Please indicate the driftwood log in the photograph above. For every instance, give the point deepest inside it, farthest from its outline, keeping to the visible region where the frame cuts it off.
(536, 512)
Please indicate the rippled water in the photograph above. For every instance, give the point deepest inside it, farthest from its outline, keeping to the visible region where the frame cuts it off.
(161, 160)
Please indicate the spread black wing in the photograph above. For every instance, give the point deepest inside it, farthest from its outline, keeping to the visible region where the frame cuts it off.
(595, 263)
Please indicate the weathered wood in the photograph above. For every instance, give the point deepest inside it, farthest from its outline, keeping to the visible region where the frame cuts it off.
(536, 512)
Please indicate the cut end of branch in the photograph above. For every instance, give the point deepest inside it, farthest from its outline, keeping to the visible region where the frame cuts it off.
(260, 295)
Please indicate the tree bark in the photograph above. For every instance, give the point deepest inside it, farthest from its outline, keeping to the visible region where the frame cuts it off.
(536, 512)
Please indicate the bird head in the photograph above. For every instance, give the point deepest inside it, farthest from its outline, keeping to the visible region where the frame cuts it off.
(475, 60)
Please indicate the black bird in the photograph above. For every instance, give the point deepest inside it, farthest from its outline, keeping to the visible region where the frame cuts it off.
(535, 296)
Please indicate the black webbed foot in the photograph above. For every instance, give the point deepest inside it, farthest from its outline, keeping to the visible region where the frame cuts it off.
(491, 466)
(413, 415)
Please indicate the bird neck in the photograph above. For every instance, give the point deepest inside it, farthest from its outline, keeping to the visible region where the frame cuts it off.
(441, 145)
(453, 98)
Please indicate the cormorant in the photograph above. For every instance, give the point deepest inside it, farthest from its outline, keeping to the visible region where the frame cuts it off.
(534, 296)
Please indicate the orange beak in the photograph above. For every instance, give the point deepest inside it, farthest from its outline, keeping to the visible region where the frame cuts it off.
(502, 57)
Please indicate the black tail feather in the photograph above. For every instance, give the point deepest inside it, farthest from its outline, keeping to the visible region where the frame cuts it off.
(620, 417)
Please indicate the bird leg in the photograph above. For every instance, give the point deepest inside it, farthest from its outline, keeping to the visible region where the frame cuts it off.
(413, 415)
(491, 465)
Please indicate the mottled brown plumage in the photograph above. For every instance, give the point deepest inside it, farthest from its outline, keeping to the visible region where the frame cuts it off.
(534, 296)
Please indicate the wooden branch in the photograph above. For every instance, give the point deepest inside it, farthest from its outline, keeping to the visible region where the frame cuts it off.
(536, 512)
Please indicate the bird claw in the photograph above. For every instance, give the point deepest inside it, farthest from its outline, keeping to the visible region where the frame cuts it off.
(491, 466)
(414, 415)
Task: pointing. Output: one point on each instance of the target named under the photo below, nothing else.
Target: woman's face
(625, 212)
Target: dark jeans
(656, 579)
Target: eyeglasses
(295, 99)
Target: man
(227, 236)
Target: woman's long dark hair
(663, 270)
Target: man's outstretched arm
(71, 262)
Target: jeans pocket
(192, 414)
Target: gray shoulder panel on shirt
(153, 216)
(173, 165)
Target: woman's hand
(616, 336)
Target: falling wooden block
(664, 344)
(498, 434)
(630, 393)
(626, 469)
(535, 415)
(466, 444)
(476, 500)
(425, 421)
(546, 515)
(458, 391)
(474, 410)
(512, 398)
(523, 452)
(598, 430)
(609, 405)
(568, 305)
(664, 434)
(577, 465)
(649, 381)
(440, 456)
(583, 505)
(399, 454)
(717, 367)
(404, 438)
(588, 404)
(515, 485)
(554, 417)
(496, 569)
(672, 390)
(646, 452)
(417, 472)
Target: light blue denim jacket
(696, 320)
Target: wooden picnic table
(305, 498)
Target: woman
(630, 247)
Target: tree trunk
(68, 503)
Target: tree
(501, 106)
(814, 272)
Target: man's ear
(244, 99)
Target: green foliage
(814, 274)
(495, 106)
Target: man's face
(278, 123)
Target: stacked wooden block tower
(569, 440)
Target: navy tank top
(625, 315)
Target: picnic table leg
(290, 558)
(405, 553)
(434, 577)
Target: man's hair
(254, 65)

• • • • • • •

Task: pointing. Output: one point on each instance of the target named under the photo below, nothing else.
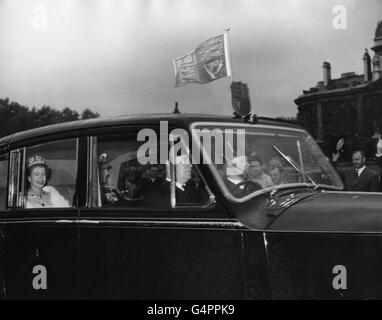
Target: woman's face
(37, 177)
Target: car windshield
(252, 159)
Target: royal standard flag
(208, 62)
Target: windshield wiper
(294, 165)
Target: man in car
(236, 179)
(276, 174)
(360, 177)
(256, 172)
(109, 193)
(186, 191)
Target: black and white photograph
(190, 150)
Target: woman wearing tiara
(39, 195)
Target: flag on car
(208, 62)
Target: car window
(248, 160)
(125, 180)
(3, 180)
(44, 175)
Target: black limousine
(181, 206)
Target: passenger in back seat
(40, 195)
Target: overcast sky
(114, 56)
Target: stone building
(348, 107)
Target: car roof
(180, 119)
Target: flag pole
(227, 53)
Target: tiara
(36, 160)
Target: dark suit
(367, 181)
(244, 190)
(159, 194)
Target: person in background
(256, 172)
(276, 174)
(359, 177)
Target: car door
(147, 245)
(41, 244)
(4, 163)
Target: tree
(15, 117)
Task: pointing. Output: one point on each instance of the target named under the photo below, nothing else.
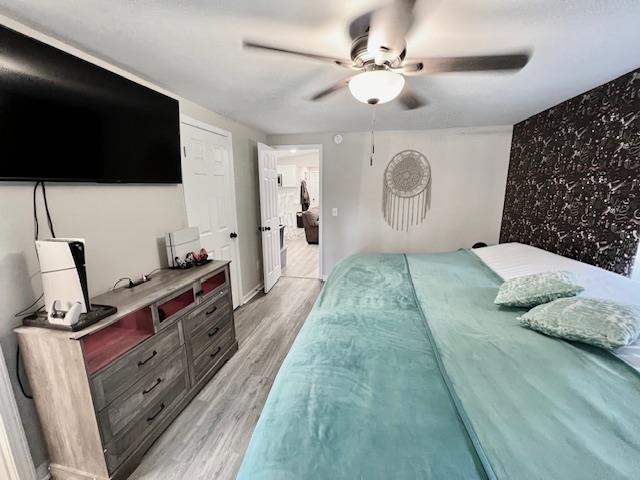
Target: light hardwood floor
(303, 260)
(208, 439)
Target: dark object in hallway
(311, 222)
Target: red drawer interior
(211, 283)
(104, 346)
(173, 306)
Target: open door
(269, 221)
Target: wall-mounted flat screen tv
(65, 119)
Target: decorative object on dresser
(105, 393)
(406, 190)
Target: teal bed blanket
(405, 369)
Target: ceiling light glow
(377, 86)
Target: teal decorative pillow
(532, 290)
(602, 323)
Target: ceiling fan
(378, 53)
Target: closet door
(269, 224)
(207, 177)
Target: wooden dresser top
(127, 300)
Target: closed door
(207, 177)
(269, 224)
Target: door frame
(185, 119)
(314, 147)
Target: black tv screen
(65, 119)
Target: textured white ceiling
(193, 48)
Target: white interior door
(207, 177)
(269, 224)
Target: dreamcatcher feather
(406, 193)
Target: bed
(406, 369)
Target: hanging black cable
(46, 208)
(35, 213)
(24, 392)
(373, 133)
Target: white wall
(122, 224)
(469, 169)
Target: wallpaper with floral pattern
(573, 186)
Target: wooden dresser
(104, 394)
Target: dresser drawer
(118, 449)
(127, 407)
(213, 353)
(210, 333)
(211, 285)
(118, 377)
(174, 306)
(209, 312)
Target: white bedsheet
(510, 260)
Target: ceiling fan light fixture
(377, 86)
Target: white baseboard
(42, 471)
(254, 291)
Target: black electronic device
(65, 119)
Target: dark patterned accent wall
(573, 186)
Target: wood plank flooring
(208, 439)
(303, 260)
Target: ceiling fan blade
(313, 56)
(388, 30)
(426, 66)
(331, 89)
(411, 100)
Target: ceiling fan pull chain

• • • • • • •

* Assignment *
All lines in the listing above from the line containing "Target: ceiling fan blade" to the line containing "Target: ceiling fan pull chain", inclusive, should be retyped exactly; no other lines should appear.

* Response box *
Target: ceiling fan blade
(313, 56)
(388, 30)
(426, 66)
(331, 89)
(411, 100)
Target: ceiling fan pull chain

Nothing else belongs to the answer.